═══ Source information
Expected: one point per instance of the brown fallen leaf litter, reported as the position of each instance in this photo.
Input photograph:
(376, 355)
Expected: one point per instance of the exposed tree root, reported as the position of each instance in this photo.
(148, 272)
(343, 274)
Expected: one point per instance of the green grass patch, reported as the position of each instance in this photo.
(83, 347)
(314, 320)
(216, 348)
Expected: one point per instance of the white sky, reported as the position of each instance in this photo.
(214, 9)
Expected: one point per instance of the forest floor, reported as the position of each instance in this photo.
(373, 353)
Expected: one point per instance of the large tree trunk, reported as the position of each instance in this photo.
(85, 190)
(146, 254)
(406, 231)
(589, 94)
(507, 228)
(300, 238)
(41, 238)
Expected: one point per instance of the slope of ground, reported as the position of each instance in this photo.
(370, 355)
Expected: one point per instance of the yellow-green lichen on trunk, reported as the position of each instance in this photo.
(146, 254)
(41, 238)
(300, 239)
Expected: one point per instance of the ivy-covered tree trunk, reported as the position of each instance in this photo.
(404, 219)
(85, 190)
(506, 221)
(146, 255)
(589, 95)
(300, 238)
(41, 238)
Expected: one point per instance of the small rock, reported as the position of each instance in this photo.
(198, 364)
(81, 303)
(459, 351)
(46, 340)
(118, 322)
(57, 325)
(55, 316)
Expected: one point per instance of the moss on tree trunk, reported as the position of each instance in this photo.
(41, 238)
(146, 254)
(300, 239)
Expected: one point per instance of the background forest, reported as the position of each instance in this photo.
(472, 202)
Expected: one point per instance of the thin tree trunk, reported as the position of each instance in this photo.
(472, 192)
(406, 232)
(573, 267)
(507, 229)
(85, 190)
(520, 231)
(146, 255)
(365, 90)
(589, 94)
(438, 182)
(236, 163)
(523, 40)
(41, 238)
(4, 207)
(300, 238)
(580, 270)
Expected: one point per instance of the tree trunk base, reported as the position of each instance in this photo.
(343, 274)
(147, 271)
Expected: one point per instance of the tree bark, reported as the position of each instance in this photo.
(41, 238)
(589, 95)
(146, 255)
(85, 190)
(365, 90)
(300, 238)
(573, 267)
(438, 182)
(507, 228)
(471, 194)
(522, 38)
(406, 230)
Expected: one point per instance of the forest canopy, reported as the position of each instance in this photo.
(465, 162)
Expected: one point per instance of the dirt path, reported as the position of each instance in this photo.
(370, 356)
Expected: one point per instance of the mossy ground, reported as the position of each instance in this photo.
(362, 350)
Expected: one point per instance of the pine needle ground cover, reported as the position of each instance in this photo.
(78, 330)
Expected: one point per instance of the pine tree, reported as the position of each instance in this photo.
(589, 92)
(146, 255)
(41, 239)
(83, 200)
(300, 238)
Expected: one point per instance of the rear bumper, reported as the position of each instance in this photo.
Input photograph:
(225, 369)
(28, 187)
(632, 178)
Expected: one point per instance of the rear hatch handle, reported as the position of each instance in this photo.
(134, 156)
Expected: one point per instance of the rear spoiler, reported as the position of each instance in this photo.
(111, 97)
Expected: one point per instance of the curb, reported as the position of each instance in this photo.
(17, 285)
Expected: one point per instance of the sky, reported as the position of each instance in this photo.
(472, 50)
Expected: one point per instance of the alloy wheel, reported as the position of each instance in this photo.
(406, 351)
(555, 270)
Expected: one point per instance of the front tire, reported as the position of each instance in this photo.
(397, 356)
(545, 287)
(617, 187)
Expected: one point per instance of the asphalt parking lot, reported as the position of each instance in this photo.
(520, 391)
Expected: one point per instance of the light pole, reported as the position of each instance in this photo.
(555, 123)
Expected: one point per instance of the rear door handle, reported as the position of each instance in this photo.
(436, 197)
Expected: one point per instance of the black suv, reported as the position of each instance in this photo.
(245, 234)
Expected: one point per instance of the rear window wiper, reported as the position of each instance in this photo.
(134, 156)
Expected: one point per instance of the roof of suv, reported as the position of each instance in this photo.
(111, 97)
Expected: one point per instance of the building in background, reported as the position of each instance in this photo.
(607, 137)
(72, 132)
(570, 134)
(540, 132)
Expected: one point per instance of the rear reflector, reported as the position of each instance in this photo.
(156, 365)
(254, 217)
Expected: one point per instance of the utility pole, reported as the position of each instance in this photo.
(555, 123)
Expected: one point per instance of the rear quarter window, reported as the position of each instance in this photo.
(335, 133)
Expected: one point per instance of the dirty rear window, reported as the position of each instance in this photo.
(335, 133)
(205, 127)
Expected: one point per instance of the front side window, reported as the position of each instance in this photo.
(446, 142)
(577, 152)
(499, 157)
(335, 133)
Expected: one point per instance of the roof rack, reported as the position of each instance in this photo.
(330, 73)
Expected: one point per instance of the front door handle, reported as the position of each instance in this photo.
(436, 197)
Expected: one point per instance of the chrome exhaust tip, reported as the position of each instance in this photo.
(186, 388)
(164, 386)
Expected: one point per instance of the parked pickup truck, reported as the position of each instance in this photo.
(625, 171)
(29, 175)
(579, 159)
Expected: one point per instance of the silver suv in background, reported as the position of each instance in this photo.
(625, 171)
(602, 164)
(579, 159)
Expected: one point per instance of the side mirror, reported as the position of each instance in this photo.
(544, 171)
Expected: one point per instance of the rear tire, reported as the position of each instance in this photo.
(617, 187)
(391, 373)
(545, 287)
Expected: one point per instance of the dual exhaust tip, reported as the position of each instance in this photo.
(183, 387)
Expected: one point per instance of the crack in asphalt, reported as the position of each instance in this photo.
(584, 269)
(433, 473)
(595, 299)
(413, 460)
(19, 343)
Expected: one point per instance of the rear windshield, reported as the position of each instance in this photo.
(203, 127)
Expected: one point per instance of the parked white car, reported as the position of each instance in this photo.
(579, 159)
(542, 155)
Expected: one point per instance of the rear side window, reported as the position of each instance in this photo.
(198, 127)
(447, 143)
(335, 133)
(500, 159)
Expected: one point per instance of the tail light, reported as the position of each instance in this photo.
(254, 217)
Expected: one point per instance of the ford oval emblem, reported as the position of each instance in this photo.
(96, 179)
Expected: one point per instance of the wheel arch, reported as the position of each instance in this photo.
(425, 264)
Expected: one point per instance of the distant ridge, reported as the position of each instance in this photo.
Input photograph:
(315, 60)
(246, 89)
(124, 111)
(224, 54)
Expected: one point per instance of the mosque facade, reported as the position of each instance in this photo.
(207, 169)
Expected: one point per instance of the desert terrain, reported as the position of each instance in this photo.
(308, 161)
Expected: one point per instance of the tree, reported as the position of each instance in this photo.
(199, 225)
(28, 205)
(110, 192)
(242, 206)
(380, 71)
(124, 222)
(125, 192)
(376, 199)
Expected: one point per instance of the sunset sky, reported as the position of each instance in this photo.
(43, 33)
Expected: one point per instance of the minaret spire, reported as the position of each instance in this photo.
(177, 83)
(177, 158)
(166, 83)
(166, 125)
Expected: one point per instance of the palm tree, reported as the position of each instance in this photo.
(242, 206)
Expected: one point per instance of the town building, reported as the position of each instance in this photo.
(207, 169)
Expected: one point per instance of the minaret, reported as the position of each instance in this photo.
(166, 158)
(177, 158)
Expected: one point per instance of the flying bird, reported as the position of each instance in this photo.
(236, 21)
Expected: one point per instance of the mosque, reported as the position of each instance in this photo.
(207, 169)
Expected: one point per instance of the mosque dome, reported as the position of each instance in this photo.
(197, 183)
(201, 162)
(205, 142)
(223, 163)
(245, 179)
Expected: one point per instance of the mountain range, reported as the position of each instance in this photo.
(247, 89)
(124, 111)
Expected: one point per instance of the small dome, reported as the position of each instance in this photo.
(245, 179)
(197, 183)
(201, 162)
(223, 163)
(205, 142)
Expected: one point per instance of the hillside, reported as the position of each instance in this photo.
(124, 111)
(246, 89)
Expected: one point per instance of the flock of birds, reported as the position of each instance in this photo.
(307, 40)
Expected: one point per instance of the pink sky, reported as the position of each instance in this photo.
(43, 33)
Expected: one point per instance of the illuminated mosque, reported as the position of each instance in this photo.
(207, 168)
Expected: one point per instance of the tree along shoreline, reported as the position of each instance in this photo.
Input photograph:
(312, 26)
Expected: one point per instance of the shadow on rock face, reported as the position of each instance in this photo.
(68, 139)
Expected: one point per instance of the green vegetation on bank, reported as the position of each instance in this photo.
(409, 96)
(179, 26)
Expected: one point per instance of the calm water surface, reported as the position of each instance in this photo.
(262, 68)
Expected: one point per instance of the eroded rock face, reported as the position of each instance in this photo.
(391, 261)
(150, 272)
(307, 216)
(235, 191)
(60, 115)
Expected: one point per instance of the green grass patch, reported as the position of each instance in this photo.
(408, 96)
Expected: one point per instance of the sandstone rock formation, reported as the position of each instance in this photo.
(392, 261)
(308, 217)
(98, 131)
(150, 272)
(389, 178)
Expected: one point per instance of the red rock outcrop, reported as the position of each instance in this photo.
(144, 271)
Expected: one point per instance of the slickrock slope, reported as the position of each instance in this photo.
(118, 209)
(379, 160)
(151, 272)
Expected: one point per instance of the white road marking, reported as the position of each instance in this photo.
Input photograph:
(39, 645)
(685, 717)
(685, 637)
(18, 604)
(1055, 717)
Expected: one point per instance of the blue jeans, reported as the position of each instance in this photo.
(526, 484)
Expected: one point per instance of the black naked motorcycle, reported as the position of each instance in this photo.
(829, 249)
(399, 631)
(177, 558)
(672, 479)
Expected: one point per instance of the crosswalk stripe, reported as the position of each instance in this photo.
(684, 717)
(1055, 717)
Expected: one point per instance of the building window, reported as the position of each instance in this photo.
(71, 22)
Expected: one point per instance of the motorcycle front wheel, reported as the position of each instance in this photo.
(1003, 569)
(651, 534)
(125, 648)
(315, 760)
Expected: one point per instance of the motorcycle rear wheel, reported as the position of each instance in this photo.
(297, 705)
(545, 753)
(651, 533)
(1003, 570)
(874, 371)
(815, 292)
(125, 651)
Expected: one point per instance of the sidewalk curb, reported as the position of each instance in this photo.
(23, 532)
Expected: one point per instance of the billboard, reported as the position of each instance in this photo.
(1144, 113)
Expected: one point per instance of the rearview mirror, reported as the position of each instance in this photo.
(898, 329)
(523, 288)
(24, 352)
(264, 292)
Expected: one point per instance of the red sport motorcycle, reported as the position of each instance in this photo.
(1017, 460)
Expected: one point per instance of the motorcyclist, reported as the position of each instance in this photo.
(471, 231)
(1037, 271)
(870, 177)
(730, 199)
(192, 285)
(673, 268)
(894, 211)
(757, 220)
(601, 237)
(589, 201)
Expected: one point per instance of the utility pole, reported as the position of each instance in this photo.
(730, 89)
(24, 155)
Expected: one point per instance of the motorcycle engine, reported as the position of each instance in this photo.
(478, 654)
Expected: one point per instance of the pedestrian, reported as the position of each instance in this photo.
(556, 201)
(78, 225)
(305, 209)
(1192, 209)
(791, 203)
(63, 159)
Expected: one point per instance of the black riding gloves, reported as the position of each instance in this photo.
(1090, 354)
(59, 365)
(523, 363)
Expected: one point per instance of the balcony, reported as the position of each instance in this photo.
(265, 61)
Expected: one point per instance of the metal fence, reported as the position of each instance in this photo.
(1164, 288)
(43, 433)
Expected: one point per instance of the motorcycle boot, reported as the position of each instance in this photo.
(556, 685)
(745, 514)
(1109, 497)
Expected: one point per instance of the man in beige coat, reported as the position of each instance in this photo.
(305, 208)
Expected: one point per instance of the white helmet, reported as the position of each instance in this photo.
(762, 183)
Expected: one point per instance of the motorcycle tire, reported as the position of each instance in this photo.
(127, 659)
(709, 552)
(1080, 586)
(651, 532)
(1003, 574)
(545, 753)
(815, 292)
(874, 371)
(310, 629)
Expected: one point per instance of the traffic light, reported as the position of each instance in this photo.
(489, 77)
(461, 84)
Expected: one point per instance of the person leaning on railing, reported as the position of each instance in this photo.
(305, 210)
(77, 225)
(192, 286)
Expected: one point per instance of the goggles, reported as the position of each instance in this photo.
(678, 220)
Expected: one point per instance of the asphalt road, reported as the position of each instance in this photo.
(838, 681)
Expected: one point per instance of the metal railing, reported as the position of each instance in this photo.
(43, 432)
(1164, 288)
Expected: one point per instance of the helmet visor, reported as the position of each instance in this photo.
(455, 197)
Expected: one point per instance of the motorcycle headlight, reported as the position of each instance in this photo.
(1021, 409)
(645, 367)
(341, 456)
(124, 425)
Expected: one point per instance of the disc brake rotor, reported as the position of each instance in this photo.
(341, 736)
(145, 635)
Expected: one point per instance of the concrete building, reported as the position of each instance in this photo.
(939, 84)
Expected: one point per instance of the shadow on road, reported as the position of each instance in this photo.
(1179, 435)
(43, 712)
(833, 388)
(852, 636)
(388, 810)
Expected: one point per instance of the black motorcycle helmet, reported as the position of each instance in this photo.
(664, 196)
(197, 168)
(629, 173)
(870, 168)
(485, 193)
══════
◆ What to do
Reproduce the lines of the entries above from the one with "Expected: one point per instance of the crack" to the one with "Expected: one point per instance of the distant", both included, exactly and without any other line.

◆ Task result
Expected: one point per instance of the crack in asphalt, reported as the position of each instance in this photo.
(584, 269)
(433, 473)
(595, 299)
(413, 460)
(19, 343)
Expected: one point per instance of the rear windshield, reported as the position of each instance in this photo.
(203, 127)
Expected: one point per instance of the parked white car, reported as the position of each instance in this photo.
(579, 159)
(542, 155)
Expected: one point per instance of the rear side window, reported as the position of each instance in this photo.
(198, 127)
(447, 143)
(335, 133)
(500, 159)
Expected: one point per instance of the tail light, reported as the position of each instance in this photo.
(254, 217)
Expected: one point per instance of the ford oval emblem, reported as the position of each instance in this photo.
(96, 179)
Expected: one point per instance of the wheel arch, reported as the position of each instance in this photo.
(425, 264)
Expected: one point per instance of the distant ridge, reported as the position of each instance in this photo.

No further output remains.